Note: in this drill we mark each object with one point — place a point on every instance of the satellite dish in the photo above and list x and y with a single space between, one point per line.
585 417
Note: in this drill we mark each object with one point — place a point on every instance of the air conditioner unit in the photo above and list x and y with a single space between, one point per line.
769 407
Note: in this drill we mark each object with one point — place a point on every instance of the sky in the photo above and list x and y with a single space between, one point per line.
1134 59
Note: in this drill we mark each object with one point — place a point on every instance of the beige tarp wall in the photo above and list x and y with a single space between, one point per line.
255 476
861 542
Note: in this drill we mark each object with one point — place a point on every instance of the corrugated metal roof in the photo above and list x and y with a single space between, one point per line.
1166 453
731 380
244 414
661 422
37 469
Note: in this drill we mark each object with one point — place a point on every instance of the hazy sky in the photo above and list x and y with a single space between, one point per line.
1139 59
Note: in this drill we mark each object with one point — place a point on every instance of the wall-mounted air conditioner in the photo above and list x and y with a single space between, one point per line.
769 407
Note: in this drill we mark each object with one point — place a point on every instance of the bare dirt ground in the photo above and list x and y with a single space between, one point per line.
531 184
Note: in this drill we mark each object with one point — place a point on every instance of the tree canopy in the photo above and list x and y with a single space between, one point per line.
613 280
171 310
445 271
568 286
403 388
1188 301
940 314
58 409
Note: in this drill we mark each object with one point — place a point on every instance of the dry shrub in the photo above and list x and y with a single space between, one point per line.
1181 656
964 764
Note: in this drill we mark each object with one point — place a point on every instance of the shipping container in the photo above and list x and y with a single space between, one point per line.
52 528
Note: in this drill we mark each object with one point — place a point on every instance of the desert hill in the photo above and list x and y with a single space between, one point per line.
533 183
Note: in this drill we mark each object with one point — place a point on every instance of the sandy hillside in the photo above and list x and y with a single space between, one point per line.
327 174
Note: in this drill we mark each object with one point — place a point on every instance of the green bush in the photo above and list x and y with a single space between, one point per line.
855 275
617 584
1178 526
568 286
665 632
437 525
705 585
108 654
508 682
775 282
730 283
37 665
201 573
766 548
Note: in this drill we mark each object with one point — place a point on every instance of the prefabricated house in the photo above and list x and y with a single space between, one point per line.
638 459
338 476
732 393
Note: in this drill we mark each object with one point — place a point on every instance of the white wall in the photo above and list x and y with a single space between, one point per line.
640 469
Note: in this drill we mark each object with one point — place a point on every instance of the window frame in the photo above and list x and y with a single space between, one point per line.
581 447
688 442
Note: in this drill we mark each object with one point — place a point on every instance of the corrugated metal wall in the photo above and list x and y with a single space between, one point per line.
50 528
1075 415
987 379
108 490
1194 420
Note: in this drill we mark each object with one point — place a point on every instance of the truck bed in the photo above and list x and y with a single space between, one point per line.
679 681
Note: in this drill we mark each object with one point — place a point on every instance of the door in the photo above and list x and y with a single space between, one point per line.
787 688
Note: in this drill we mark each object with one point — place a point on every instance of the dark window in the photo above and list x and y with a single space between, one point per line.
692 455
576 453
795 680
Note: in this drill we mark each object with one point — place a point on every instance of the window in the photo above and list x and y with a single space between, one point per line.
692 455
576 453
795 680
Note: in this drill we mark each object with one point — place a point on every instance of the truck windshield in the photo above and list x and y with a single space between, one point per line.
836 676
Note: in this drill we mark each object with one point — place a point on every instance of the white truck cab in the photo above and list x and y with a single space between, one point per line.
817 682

Goal
Put every entry above into a two-column CSV with the header row entry_text,answer, one row per entry. Place each entry's text and its answer in separate double-quoted fields, replacing any line breaks with spaces.

Result of the task
entry_text,answer
"Note: in this drill we mark each object with one point — place a point on every instance of the satellite dish in the photo above and list x and y with a single space between, one point per line.","585 417"
"Note: in this drill we mark each object with one point — place a point on every instance of the air conditioner unit in the photo above and list x and y with a single space between, one point per line.","769 407"
"Note: in this drill we mark each object with one point — place a point on every instance of the sky in the photo above and list x and y with a single space between, one point per line.","1134 59"
"Note: in this drill we mark each object with one point — place a point on every instance of the beige tarp wall in the photo above and list x and y with a single space between, one point per line.","255 476 861 542"
"Note: in this drill we mark each object with one point — place a point on every instance of the corrugated metal roof in the photo above and list x and y with a single space between, one point per line.","1166 453 731 380 244 414 661 422 37 469"
"Note: in this drill we mark each object with one point — place a point on every instance of the hazy sky in the photo above and list x and y with a single space between, one point per line.","1139 59"
"Note: in this drill we mark each object with one point — place a point on every instance of the wall-mounted air conditioner in the photo above and list x and y with a single space between, one point per line.","769 407"
"Note: in this drill we mark each object with one point — place a point on every instance of the bare dirt ground in the photo above and list x and y with a single space between, one point per line.","531 184"
"Note: in this drill we mark each object with one point — place a point on every instance of the tree canopy in the photo above and list x and y with a single space between, one point per line.","613 280 171 310 445 271 568 286 403 388 1188 301 940 314 58 409"
"Note: in this drill we mark each object with one point — place a point on every instance of the dry shrub in the photo above and list x and y with a single space between, one point per line.","1181 656 964 764"
"Note: in this drill we mark each object with one point — place a point on every instance of the shipping container in the photo above and list x and y with a single space between, one point per line.","52 528"
"Note: in this drill we mark each object with one point — place a point on every instance of the desert hill in the photo above and list x and y with a single space between, one point per line.","533 183"
"Note: in this drill we mark each object with one point — place a point on every instance of the sandy hillside in the photo above and list x and y with a single space between, one point per line.","327 174"
"Note: in this drill we mark each object with one point — place a point on every instance of the green bush in the photo above and list x and y with a single space between, one point per line.","855 275 617 584 1178 526 568 286 665 632 437 525 705 585 108 654 508 682 775 282 730 283 37 665 201 573 766 548"
"Note: in this drill we mark each object with one point — place a point on every instance of the prefabricated house in the photo above and list x and y with a single space between, one point per line.","638 459 338 476 732 393"
"Note: in this drill we mark each object with one point — place a point on every instance of the white wall in the photo above and list x and y with a single space between, one point per line.","640 469"
"Note: in this drill we mark each object with one point — place a point on every instance of the window frame in the photo above and list x and y with a single space between, one point per line.","581 447 688 442"
"Note: in this drill we mark each object with one point — place a point on every instance of the corrugated metal wall in the photo above and list x and y with a single space between, one point per line.","50 528 1075 415 987 379 108 490 1194 420"
"Note: in this drill we mark each object with one point — place a point on every instance of the truck bed in the photo above and list x and y with a single space between, one point per line.","679 681"
"Note: in this drill we mark each object with one point — place a point on every instance of the door in the photo above and list x and y with a single space between, one point per line.","787 688"
"Note: in this drill we mark each object with one point — place a point on every instance of the dark window in the photo above and list x and y with a single space between, one point per line.","692 455 576 453 795 680"
"Note: in this drill we mark each object with one point — place a point on every instance of the window in the photo above and list x and y with a single space between, one point per line.","692 455 576 453 795 680"
"Note: in this drill we mark each object with one point — place a point on every instance of the truck windshield in the photo above and list x and y with a single space between, one point per line.","836 676"
"Note: in this drill we mark each object with one point — place a point on every instance of the white truck cab in the photo above and list x and y with a single space between, one point per line.","817 682"